Source text:
╭──

According to Dr. Amy Neidhard-Doll, a biomedical engineer at the University of Dayton, all of those things may be possible within the next 10 years. At the University of Dayton, a unique set of resources has come together to advance research on additively manufactured medical devices like hip implants.

Over the summer, Neidhard-Doll partnered with Dr. Dathan Erdahl and the University of Dayton Research Institute’s (UDRI) nondestructive engineering group to pilot the printing of personalized implants.

UDRI has considerable expertise in additive manufacturing and the testing of finished parts, mostly for military applications. Erdahl’s group has built an open architecture 3-D printing platform — the DART SLM — that allows researchers to customize the printer’s use of materials and monitor printing progress using a variety of sophisticated sensors.

“UDRI’s expertise and state-of-the-art printing platform for metals lend themselves perfectly to expanding into biomedical research,” Neidhard-Doll said. “They were interested in partnering with the School of Engineering to bring someone with a biomedical background into the team.”

╰──

Stored data entries:

╭──

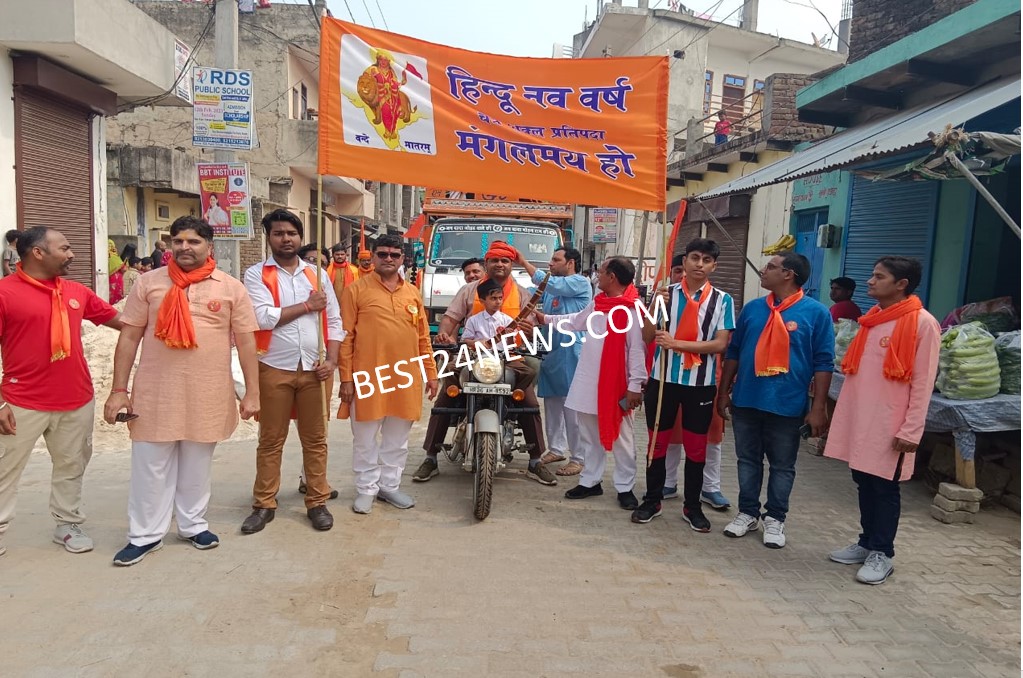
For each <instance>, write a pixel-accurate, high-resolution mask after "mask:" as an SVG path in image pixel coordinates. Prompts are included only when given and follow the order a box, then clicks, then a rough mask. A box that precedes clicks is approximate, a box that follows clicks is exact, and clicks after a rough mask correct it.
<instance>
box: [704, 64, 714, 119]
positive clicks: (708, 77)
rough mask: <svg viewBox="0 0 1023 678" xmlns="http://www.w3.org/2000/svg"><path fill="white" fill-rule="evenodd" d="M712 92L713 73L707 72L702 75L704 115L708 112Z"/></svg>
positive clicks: (713, 77)
mask: <svg viewBox="0 0 1023 678" xmlns="http://www.w3.org/2000/svg"><path fill="white" fill-rule="evenodd" d="M713 90H714V72H713V71H708V72H706V73H705V74H704V114H709V112H710V97H711V93H712V92H713Z"/></svg>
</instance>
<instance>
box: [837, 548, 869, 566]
mask: <svg viewBox="0 0 1023 678" xmlns="http://www.w3.org/2000/svg"><path fill="white" fill-rule="evenodd" d="M870 554H871V552H870V551H869V550H866V549H865V548H863V547H862V546H860V545H859V544H849V545H848V546H846V547H845V548H840V549H839V550H837V551H832V552H831V553H829V554H828V557H829V558H831V559H832V560H834V561H835V562H841V563H842V564H859V563H860V562H863V561H864V560H866V556H868V555H870Z"/></svg>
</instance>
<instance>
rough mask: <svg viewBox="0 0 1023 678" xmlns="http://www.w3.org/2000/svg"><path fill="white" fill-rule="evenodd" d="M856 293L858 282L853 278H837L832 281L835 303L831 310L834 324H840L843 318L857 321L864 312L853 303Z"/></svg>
mask: <svg viewBox="0 0 1023 678" xmlns="http://www.w3.org/2000/svg"><path fill="white" fill-rule="evenodd" d="M855 291H856V281H855V280H853V279H852V278H835V279H834V280H832V292H831V298H832V301H833V302H835V304H834V306H832V308H831V312H832V322H838V321H839V320H841V319H842V318H848V319H849V320H857V319H859V316H861V315H863V312H862V311H860V310H859V307H858V306H856V304H855V303H854V302H853V301H852V295H853V292H855Z"/></svg>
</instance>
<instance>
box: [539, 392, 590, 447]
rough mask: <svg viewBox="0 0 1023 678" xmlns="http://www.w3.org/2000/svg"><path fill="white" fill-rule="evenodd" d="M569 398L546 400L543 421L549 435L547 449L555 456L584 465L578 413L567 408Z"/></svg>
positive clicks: (543, 415)
mask: <svg viewBox="0 0 1023 678" xmlns="http://www.w3.org/2000/svg"><path fill="white" fill-rule="evenodd" d="M566 400H568V398H544V399H543V420H544V426H545V428H546V433H547V449H548V450H549V451H551V452H553V453H554V454H558V455H561V456H563V457H569V458H570V459H571V460H572V461H575V462H577V463H582V453H581V452H580V451H579V422H578V421H577V420H576V411H575V410H572V409H569V408H567V407H565V401H566Z"/></svg>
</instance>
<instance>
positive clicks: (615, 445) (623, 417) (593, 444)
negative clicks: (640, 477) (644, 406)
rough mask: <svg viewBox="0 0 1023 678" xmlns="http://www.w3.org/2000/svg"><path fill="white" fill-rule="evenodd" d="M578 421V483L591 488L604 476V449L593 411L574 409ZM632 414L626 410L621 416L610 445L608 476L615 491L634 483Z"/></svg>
mask: <svg viewBox="0 0 1023 678" xmlns="http://www.w3.org/2000/svg"><path fill="white" fill-rule="evenodd" d="M575 415H576V420H577V421H578V422H579V445H580V447H581V448H582V457H583V462H582V463H583V469H582V472H580V473H579V485H582V486H583V487H587V488H591V487H593V486H595V485H596V484H597V483H599V482H601V479H603V478H604V466H605V464H606V463H607V461H608V451H607V450H605V449H604V446H603V445H601V430H599V424H598V423H597V420H596V415H595V414H585V413H583V412H576V413H575ZM634 418H635V414H634V413H633V412H629V413H628V414H626V415H625V416H624V417H623V418H622V425H621V427H620V428H619V431H618V438H617V439H616V440H615V444H614V445H612V447H611V453H612V454H613V455H614V457H615V470H614V472H613V473H612V480H613V481H614V483H615V490H617V491H618V492H631V491H632V488H633V487H635V484H636V448H635V445H634V444H633V440H632V439H633V434H632V426H633V423H634V421H633V420H634Z"/></svg>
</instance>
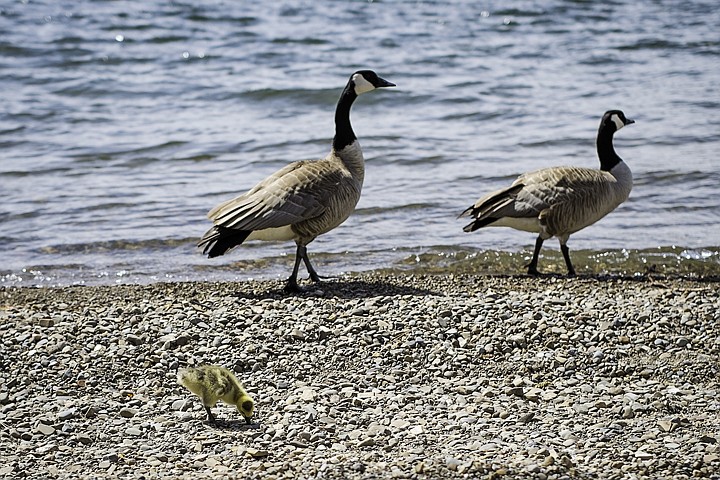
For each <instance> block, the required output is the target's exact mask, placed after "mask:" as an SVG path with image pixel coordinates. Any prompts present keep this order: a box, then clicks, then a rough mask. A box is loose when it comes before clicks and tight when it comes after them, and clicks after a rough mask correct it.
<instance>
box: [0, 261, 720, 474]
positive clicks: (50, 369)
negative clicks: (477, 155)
mask: <svg viewBox="0 0 720 480" xmlns="http://www.w3.org/2000/svg"><path fill="white" fill-rule="evenodd" d="M281 289H282V282H281V281H279V280H278V281H261V282H253V281H248V282H239V283H222V284H218V283H210V282H208V283H177V284H173V283H163V284H154V285H117V286H112V287H67V288H40V289H35V288H16V287H0V292H1V294H2V296H3V301H2V308H1V310H0V313H1V314H2V315H3V322H1V323H0V345H2V348H3V353H4V357H3V362H4V363H3V367H4V368H6V370H7V371H11V372H13V373H14V374H13V376H12V377H9V378H8V379H7V380H6V382H5V383H4V384H3V386H2V388H3V391H2V392H0V420H2V423H3V426H4V428H5V429H6V430H5V431H6V432H7V438H8V439H10V440H11V441H12V442H13V445H15V446H16V447H17V449H16V450H13V451H12V452H5V457H7V462H6V463H7V465H6V464H3V465H2V466H0V472H5V475H6V476H8V475H10V476H18V477H20V476H26V477H27V476H28V474H29V473H30V472H32V473H33V474H37V476H38V477H43V478H44V477H48V478H51V477H52V478H60V477H77V476H78V475H80V476H83V475H84V476H88V477H103V478H105V477H127V478H129V477H133V476H137V477H146V478H150V477H152V478H155V477H164V478H183V477H184V478H194V477H196V478H211V477H212V478H221V477H222V478H224V477H225V476H228V475H230V473H229V472H248V475H247V476H249V477H253V478H300V477H313V478H314V477H318V478H320V477H323V478H330V479H332V480H335V479H336V478H340V476H341V473H344V474H345V476H346V477H348V478H416V477H418V478H420V477H422V478H448V477H459V476H464V477H467V478H501V477H505V476H507V477H508V478H510V477H532V478H538V479H541V478H570V477H573V476H579V477H588V478H595V477H597V476H598V475H601V474H602V476H606V477H608V478H627V477H628V476H632V475H635V476H637V477H638V478H646V476H645V474H644V473H642V472H650V474H651V476H650V477H647V478H670V477H678V478H692V477H713V476H714V475H715V476H716V475H717V472H718V471H720V457H719V455H720V446H719V445H718V435H717V432H716V430H715V429H714V426H715V425H718V424H720V409H718V408H716V407H717V396H718V392H720V385H719V383H718V378H717V375H716V370H717V363H716V362H717V360H716V359H717V358H718V356H719V355H720V344H718V342H717V338H720V314H718V312H720V300H719V299H718V295H717V282H713V281H707V282H696V281H693V280H692V279H663V278H654V279H653V280H652V281H650V280H639V279H632V280H630V279H624V278H621V277H613V276H607V277H597V278H596V277H582V276H581V277H578V278H574V279H569V278H565V277H541V278H529V277H528V278H526V277H523V276H515V277H493V276H471V275H464V274H456V275H452V276H450V275H445V276H439V275H438V276H430V275H398V276H390V275H388V276H384V275H379V274H373V273H368V274H354V275H352V276H348V277H345V278H341V279H339V280H337V281H331V282H326V283H325V284H323V286H322V288H321V289H319V288H313V289H311V290H309V291H308V292H307V293H305V294H300V295H297V296H286V295H284V294H282V292H281ZM47 320H50V321H47ZM699 346H702V348H699ZM200 363H215V364H221V365H225V366H227V367H228V368H231V369H232V370H234V371H235V372H236V373H237V376H238V378H239V379H240V380H241V381H242V382H243V383H244V384H245V387H246V388H247V389H248V392H249V393H250V394H251V395H252V396H253V397H254V398H255V401H256V406H255V408H256V416H255V418H254V420H253V424H252V425H247V424H246V423H245V421H244V419H242V417H240V416H239V414H238V412H237V409H236V408H235V407H234V406H231V405H225V404H223V403H222V402H219V403H218V404H217V405H216V406H215V407H214V408H213V412H214V413H215V416H216V417H217V424H216V425H210V424H208V423H207V422H206V421H205V419H206V414H205V410H204V408H203V407H202V404H201V402H200V401H199V400H198V399H197V398H196V397H195V396H193V395H191V394H189V392H187V390H185V389H184V388H182V387H180V386H179V385H177V383H176V373H177V369H178V368H182V367H185V366H194V365H198V364H200ZM41 379H42V380H41ZM5 457H4V459H5ZM50 467H52V470H51V469H50ZM650 474H648V475H650Z"/></svg>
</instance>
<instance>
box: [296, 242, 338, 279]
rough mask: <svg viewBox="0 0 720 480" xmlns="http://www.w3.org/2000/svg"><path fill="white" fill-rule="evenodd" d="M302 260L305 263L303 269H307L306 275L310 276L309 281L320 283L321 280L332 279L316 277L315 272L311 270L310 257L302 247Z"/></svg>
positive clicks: (325, 277) (312, 270) (324, 277)
mask: <svg viewBox="0 0 720 480" xmlns="http://www.w3.org/2000/svg"><path fill="white" fill-rule="evenodd" d="M302 250H303V251H302V259H303V262H304V263H305V268H307V270H308V273H309V274H310V280H312V281H313V282H315V283H318V282H321V281H322V280H327V279H330V278H333V277H326V276H324V275H318V273H317V271H316V270H315V269H314V268H313V266H312V265H311V264H310V257H309V256H308V254H307V247H302Z"/></svg>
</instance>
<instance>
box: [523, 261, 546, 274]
mask: <svg viewBox="0 0 720 480" xmlns="http://www.w3.org/2000/svg"><path fill="white" fill-rule="evenodd" d="M525 266H526V267H527V268H528V275H532V276H533V277H539V276H540V275H542V274H541V273H540V272H538V269H537V266H535V265H533V264H532V262H531V263H528V264H527V265H525Z"/></svg>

╰──

Problem to solve: Reproduce the passage from the article on 3-D printed medical implants, from "Over the summer, Neidhard-Doll" up to and including "of personalized implants.".

Answer for this exercise:
Over the summer, Neidhard-Doll partnered with Dr. Dathan Erdahl and the University of Dayton Research Institute’s (UDRI) nondestructive engineering group to pilot the printing of personalized implants.